READING TEXT:
Welcome back! In part 4 we went over the nitty-gritty of lambdas and how to store them, we explored the relation between the various C++ algorithms and containers, plus we took a stroll through some non-standard containers with exceptional capabilities.

Note: part 1 is here.

In this probably final part 5, we’ll be going over some of the most powerful stuff in modern C++: “perfect” reference counting and the concept of std::move. Note that this installment introduces some pretty unfamiliar concepts, so it may be heavier reading than earlier parts.

Memory management

Memory is frequently the most important factor determining a program’s speed and reliability. CPUs these days tend to be tremendously faster than their attached RAM, so preventing needless copies and fragmented memory access may deliver whole orders of magnitude improvements in speed.

DATA:
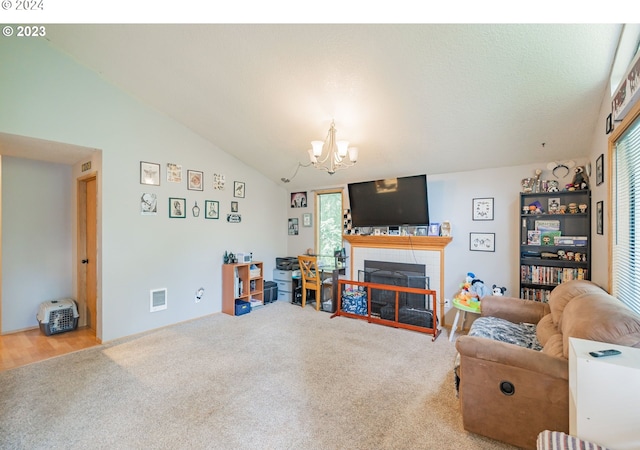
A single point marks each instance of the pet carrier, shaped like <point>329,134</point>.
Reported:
<point>58,316</point>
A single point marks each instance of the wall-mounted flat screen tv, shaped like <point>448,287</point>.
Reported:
<point>390,202</point>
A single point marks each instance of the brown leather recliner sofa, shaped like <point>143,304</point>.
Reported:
<point>511,393</point>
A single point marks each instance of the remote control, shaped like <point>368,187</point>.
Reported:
<point>601,353</point>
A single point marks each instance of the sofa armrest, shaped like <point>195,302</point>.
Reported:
<point>513,356</point>
<point>513,309</point>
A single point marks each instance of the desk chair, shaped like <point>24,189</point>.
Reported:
<point>310,278</point>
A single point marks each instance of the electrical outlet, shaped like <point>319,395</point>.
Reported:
<point>199,295</point>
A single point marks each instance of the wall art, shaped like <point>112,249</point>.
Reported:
<point>238,189</point>
<point>600,217</point>
<point>177,208</point>
<point>218,182</point>
<point>195,180</point>
<point>211,209</point>
<point>482,242</point>
<point>174,173</point>
<point>149,173</point>
<point>298,199</point>
<point>293,226</point>
<point>483,209</point>
<point>148,204</point>
<point>600,170</point>
<point>306,220</point>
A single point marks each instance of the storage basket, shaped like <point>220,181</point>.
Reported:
<point>58,316</point>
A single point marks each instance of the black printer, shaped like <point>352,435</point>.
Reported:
<point>287,263</point>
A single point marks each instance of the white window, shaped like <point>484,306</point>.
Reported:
<point>328,226</point>
<point>625,212</point>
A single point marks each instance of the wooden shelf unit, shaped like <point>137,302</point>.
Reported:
<point>250,286</point>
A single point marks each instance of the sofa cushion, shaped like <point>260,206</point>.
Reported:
<point>545,329</point>
<point>554,346</point>
<point>562,294</point>
<point>600,317</point>
<point>522,334</point>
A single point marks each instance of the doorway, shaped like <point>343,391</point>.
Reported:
<point>87,248</point>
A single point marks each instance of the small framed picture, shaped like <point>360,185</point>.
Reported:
<point>149,173</point>
<point>434,229</point>
<point>600,217</point>
<point>211,209</point>
<point>600,170</point>
<point>196,182</point>
<point>298,199</point>
<point>483,208</point>
<point>238,189</point>
<point>177,208</point>
<point>293,226</point>
<point>482,242</point>
<point>148,204</point>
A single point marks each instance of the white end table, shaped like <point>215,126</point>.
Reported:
<point>464,308</point>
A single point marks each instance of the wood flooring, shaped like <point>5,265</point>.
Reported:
<point>26,347</point>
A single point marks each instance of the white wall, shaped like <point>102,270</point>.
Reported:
<point>599,243</point>
<point>47,95</point>
<point>450,198</point>
<point>36,238</point>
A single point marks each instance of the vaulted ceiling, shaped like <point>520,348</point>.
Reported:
<point>413,98</point>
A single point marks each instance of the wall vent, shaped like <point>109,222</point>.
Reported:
<point>158,299</point>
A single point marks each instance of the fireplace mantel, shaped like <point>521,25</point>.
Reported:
<point>399,242</point>
<point>428,244</point>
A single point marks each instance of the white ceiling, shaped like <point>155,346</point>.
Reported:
<point>413,98</point>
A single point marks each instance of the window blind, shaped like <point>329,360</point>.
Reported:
<point>626,217</point>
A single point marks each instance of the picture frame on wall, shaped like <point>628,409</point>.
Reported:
<point>482,242</point>
<point>238,189</point>
<point>600,217</point>
<point>293,226</point>
<point>149,173</point>
<point>298,199</point>
<point>600,170</point>
<point>177,208</point>
<point>211,209</point>
<point>482,208</point>
<point>195,180</point>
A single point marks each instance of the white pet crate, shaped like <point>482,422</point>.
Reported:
<point>58,316</point>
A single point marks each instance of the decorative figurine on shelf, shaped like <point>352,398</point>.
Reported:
<point>478,289</point>
<point>499,291</point>
<point>445,228</point>
<point>580,179</point>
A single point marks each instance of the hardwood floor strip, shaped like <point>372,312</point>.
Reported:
<point>26,347</point>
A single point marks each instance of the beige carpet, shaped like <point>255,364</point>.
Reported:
<point>281,377</point>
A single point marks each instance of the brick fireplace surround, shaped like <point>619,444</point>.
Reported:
<point>427,250</point>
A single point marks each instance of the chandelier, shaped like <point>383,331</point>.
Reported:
<point>331,155</point>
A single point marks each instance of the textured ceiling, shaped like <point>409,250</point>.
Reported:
<point>413,98</point>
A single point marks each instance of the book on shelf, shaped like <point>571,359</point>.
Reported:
<point>551,275</point>
<point>533,237</point>
<point>547,225</point>
<point>548,237</point>
<point>576,241</point>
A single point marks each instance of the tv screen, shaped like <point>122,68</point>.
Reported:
<point>390,202</point>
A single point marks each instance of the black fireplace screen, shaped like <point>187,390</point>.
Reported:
<point>395,274</point>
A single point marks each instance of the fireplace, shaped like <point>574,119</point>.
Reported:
<point>395,274</point>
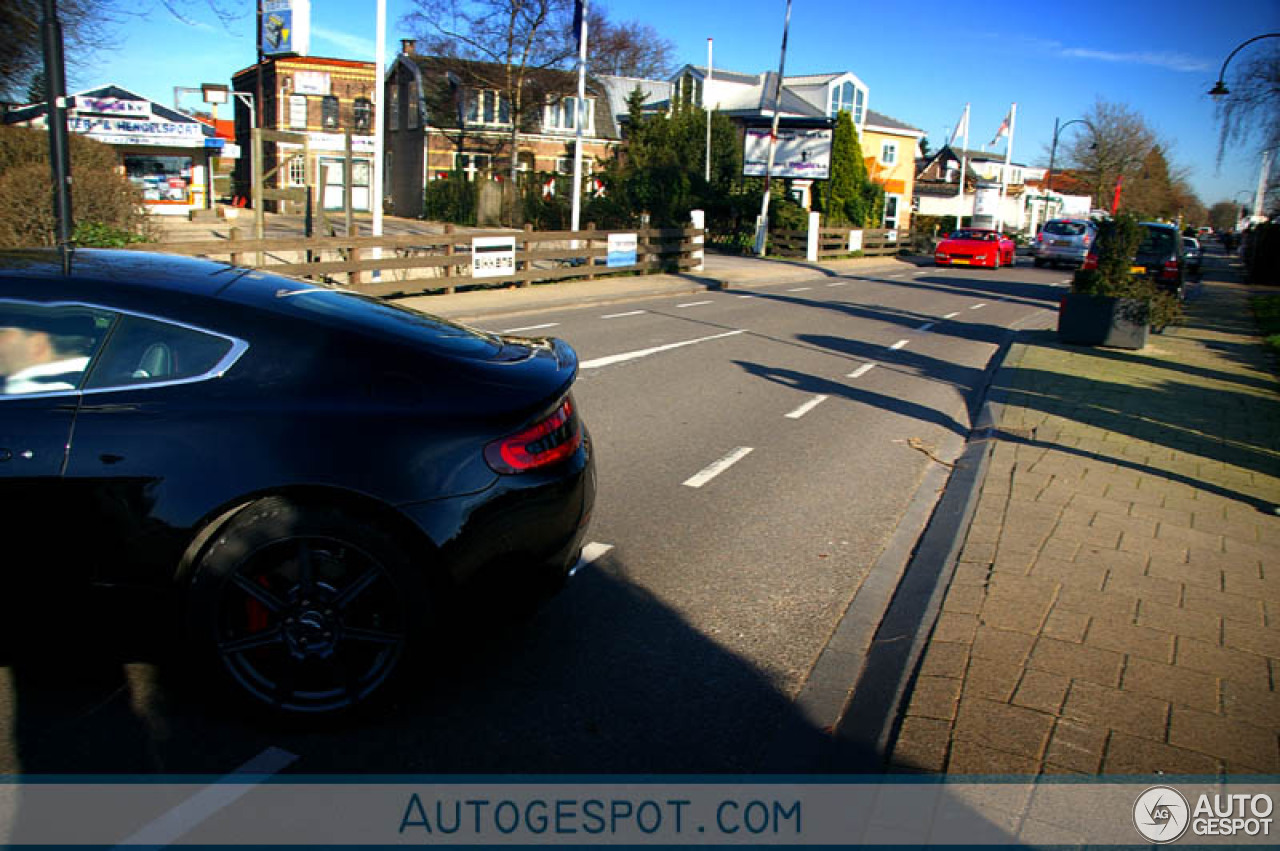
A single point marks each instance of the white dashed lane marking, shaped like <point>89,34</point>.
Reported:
<point>716,469</point>
<point>529,328</point>
<point>860,371</point>
<point>807,407</point>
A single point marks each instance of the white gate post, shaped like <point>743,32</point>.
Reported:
<point>698,218</point>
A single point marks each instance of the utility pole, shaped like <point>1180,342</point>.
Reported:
<point>59,146</point>
<point>762,224</point>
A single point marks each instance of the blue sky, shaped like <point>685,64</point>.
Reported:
<point>922,60</point>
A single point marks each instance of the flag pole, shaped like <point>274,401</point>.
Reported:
<point>964,151</point>
<point>762,223</point>
<point>1004,177</point>
<point>575,219</point>
<point>707,94</point>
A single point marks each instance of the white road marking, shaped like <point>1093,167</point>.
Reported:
<point>860,371</point>
<point>590,554</point>
<point>186,817</point>
<point>529,328</point>
<point>718,467</point>
<point>645,352</point>
<point>807,407</point>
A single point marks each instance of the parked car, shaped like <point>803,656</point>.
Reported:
<point>304,474</point>
<point>1193,254</point>
<point>1159,257</point>
<point>1063,241</point>
<point>976,247</point>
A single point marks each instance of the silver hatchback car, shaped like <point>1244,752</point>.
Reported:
<point>1064,241</point>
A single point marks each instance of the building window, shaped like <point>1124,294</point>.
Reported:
<point>891,206</point>
<point>329,113</point>
<point>298,111</point>
<point>474,165</point>
<point>362,113</point>
<point>690,90</point>
<point>562,115</point>
<point>488,106</point>
<point>297,170</point>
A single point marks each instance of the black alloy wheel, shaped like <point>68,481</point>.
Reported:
<point>305,609</point>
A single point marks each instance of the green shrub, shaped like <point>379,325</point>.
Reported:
<point>1118,243</point>
<point>100,192</point>
<point>453,200</point>
<point>1266,311</point>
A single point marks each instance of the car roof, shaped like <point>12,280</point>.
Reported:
<point>149,271</point>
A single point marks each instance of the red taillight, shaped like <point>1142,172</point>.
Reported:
<point>542,444</point>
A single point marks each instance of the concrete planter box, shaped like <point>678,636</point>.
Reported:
<point>1104,320</point>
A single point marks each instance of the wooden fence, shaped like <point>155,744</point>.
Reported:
<point>414,264</point>
<point>833,242</point>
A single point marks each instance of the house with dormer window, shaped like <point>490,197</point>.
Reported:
<point>813,101</point>
<point>449,117</point>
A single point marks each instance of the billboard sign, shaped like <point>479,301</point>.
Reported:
<point>286,27</point>
<point>800,152</point>
<point>622,250</point>
<point>493,256</point>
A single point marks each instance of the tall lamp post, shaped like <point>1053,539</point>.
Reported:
<point>1052,150</point>
<point>1220,87</point>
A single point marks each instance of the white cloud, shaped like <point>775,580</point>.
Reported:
<point>350,46</point>
<point>1173,62</point>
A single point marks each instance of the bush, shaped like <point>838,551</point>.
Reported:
<point>453,200</point>
<point>100,193</point>
<point>1118,245</point>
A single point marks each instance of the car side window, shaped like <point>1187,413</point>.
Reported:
<point>48,348</point>
<point>145,351</point>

WHAT THIS TASK INVOLVES: Rewrite the C++ tutorial from "Welcome back! In" to "part 1 is here.", changing "lambdas" to "closures". The listing has no connection to the C++ tutorial.

EXPECTED ANSWER:
Welcome back! In part 4 we went over the nitty-gritty of closures and how to store them, we explored the relation between the various C++ algorithms and containers, plus we took a stroll through some non-standard containers with exceptional capabilities.

Note: part 1 is here.